• Raw data:
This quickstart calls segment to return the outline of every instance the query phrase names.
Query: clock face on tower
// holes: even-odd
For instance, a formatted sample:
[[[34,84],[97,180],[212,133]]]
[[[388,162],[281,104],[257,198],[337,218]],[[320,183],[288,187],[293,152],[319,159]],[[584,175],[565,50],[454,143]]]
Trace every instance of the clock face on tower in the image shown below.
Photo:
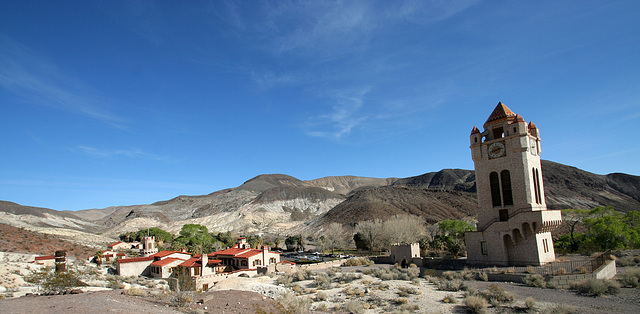
[[[489,145],[489,157],[491,158],[499,158],[504,156],[505,148],[504,144],[501,142],[495,142]]]
[[[529,140],[529,147],[531,148],[531,155],[536,155],[538,153],[538,143],[534,139]]]

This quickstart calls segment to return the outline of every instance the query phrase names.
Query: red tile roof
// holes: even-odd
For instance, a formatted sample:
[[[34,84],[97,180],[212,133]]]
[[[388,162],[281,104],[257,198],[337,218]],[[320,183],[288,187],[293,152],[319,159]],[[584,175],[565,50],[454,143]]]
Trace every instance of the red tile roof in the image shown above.
[[[178,266],[195,267],[195,266],[202,266],[202,263],[200,262],[200,258],[199,257],[192,257],[192,258],[186,260],[184,263],[182,263],[182,264],[180,264]]]
[[[145,257],[133,257],[133,258],[121,258],[118,260],[118,263],[136,263],[136,262],[147,262],[153,261],[153,256],[145,256]]]
[[[173,253],[182,253],[182,254],[187,254],[187,255],[191,255],[191,253],[188,252],[182,252],[182,251],[160,251],[156,254],[153,254],[152,256],[154,257],[165,257],[165,256],[169,256]]]
[[[155,262],[151,263],[151,265],[162,267],[162,266],[167,266],[167,265],[169,265],[169,264],[171,264],[171,263],[173,263],[175,261],[183,261],[184,262],[184,260],[180,259],[180,258],[167,257],[165,259],[161,259],[159,261],[155,261]]]
[[[244,252],[242,254],[236,255],[236,257],[249,258],[251,256],[256,256],[260,253],[262,253],[262,250],[250,250],[248,252]]]
[[[118,244],[120,244],[120,243],[124,243],[124,242],[122,242],[122,241],[118,241],[118,242],[116,242],[116,243],[109,244],[109,247],[114,247],[114,246],[116,246],[116,245],[118,245]]]
[[[493,112],[489,116],[489,119],[487,119],[487,122],[485,122],[484,124],[487,124],[493,121],[499,121],[506,118],[512,118],[515,116],[516,116],[515,112],[511,111],[509,107],[505,106],[503,103],[500,102],[498,103],[496,108],[493,109]]]

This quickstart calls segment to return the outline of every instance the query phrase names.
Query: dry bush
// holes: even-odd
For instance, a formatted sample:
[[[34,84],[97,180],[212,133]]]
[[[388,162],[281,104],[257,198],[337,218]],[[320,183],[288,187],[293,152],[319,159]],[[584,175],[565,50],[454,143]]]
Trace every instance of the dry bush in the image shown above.
[[[296,297],[291,293],[281,294],[276,299],[276,313],[307,313],[311,308],[308,297]]]
[[[456,298],[455,295],[449,293],[446,296],[444,296],[444,298],[442,299],[442,302],[450,303],[450,304],[457,304],[458,303],[458,299]]]
[[[538,287],[538,288],[547,287],[547,281],[540,274],[527,275],[527,277],[524,278],[524,283],[529,287]]]
[[[571,289],[580,294],[602,296],[604,294],[618,294],[620,284],[613,280],[591,278],[571,284]]]
[[[438,290],[442,291],[460,291],[466,289],[464,282],[460,279],[440,280],[437,286]]]
[[[640,269],[629,269],[620,278],[624,287],[637,288],[640,286]]]
[[[354,313],[354,314],[364,313],[364,310],[365,310],[362,302],[356,301],[356,300],[349,300],[345,302],[343,309],[346,312]]]
[[[488,304],[483,297],[468,296],[464,298],[464,305],[471,313],[484,313]]]
[[[411,294],[420,294],[420,291],[418,291],[418,289],[413,288],[413,287],[399,287],[398,288],[398,295],[401,297],[408,297]]]
[[[313,279],[313,283],[318,289],[331,289],[332,280],[329,275],[319,273],[316,275],[316,278]]]
[[[492,304],[511,303],[515,299],[511,292],[498,285],[489,285],[489,289],[483,290],[480,295]]]
[[[127,295],[142,297],[147,295],[147,291],[140,288],[131,288],[125,291]]]
[[[340,280],[341,283],[342,282],[349,283],[358,279],[362,279],[362,274],[346,273],[346,274],[342,274],[342,276],[340,276],[338,280]]]
[[[545,314],[573,314],[576,313],[576,308],[566,304],[556,304],[554,307],[546,309]]]
[[[447,280],[462,279],[462,274],[457,271],[450,270],[443,272],[442,277]]]
[[[528,297],[526,299],[524,299],[524,307],[531,311],[533,310],[533,307],[536,305],[536,299],[534,299],[533,297]]]
[[[370,266],[374,262],[368,257],[352,257],[344,262],[342,266]]]
[[[394,303],[398,304],[398,305],[408,304],[409,303],[409,299],[400,297],[400,298],[395,299]]]
[[[177,307],[189,307],[193,304],[196,294],[193,291],[170,292],[165,297],[169,304]]]
[[[326,292],[319,291],[319,292],[316,294],[316,299],[317,299],[318,301],[327,301],[327,300],[329,300],[329,295],[328,295]]]

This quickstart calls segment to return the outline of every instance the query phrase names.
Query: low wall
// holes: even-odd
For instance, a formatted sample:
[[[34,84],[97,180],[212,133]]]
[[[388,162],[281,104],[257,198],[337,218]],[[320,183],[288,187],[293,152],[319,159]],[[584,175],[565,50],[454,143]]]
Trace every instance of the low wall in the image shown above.
[[[571,283],[586,279],[611,279],[616,275],[616,261],[610,260],[590,274],[547,276],[547,282],[559,289],[568,289]]]
[[[296,264],[295,268],[296,269],[301,269],[301,270],[326,269],[326,268],[331,268],[331,267],[340,267],[346,261],[347,261],[346,259],[337,259],[337,260],[328,261],[328,262],[322,262],[322,263],[313,263],[313,264],[305,264],[305,265]]]

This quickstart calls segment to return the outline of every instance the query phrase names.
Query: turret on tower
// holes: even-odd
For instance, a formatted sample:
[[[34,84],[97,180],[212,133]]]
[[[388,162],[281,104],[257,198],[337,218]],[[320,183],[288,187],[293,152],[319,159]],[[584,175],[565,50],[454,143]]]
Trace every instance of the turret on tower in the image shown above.
[[[478,230],[465,235],[469,263],[541,265],[555,260],[550,231],[562,222],[547,210],[540,132],[503,103],[483,131],[473,127],[471,156],[478,190]]]

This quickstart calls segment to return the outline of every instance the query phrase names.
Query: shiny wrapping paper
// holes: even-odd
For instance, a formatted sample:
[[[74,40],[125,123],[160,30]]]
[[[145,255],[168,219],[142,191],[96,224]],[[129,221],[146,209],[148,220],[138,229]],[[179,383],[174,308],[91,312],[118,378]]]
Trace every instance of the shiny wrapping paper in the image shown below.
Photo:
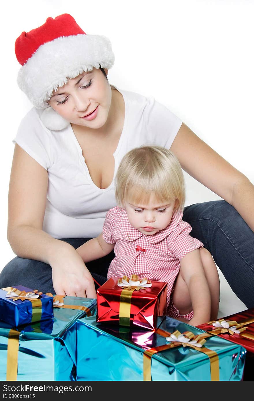
[[[166,314],[167,284],[152,282],[150,288],[131,292],[118,287],[118,280],[111,277],[97,290],[97,322],[154,330],[158,318]],[[127,301],[126,296],[123,299],[124,292]],[[129,307],[128,318],[124,318],[124,323],[121,316],[123,306],[127,306],[127,311]]]
[[[78,319],[76,325],[77,381],[228,381],[242,378],[244,348],[167,316],[153,332],[106,325],[96,322],[93,316]],[[208,336],[199,350],[181,343],[170,348],[171,343],[159,333],[176,330]],[[149,357],[152,354],[151,350],[156,347],[162,350]]]
[[[92,315],[96,313],[96,299],[65,296],[64,302],[66,305],[89,308]],[[0,380],[75,380],[75,322],[78,318],[86,316],[87,313],[83,310],[62,308],[54,308],[53,312],[54,318],[51,320],[14,329],[10,325],[0,322]],[[17,334],[17,346],[16,342],[16,344],[10,346],[12,337]],[[18,349],[17,375],[16,373],[15,378],[11,378],[11,375],[8,378],[8,373],[10,375],[13,365],[11,359],[10,362],[10,358],[12,352],[16,353],[16,346],[17,351]]]
[[[254,308],[244,310],[242,312],[223,318],[224,320],[235,321],[238,324],[243,324],[242,327],[246,329],[239,334],[228,331],[218,334],[217,336],[226,338],[237,344],[244,346],[247,350],[244,380],[254,380]],[[218,319],[218,320],[219,320]],[[249,322],[252,322],[249,323]],[[247,323],[247,324],[246,324]],[[214,327],[212,324],[205,323],[198,326],[200,328],[210,332],[217,328]],[[230,330],[230,327],[229,328]],[[239,328],[238,327],[238,328]]]
[[[30,288],[23,286],[15,287],[20,291],[32,292]],[[33,307],[33,301],[20,299],[13,301],[7,299],[7,291],[0,289],[0,320],[16,327],[39,320],[52,319],[53,317],[53,299],[51,297],[42,294],[39,297],[41,303],[39,308]],[[35,300],[35,302],[37,300]],[[38,312],[38,313],[37,313]]]

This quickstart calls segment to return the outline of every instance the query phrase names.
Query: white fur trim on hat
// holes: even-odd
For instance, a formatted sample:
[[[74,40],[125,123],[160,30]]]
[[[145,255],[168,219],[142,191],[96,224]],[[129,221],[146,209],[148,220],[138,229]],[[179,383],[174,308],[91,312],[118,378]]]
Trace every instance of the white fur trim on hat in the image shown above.
[[[61,36],[40,46],[18,75],[18,84],[38,108],[48,107],[53,91],[93,67],[110,69],[114,56],[109,40],[98,35]]]
[[[45,109],[41,116],[41,119],[45,127],[53,131],[63,130],[69,124],[68,121],[65,120],[52,107]]]

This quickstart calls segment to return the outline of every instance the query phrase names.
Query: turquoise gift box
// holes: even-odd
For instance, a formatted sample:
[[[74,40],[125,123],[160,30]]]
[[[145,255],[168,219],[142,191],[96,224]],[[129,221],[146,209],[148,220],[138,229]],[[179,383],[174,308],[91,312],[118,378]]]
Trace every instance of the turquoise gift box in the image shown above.
[[[0,322],[0,380],[75,380],[75,322],[96,314],[97,302],[71,296],[63,301],[48,320],[15,328]]]
[[[153,332],[106,326],[95,316],[76,326],[77,381],[242,378],[243,347],[167,316]]]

• Task description:
List every line of the records that contains the string "shiny", copying each one in full. Case counts.

• Written response:
Query: shiny wrapping paper
Trace every instance of the shiny wrapping paper in the image shown below.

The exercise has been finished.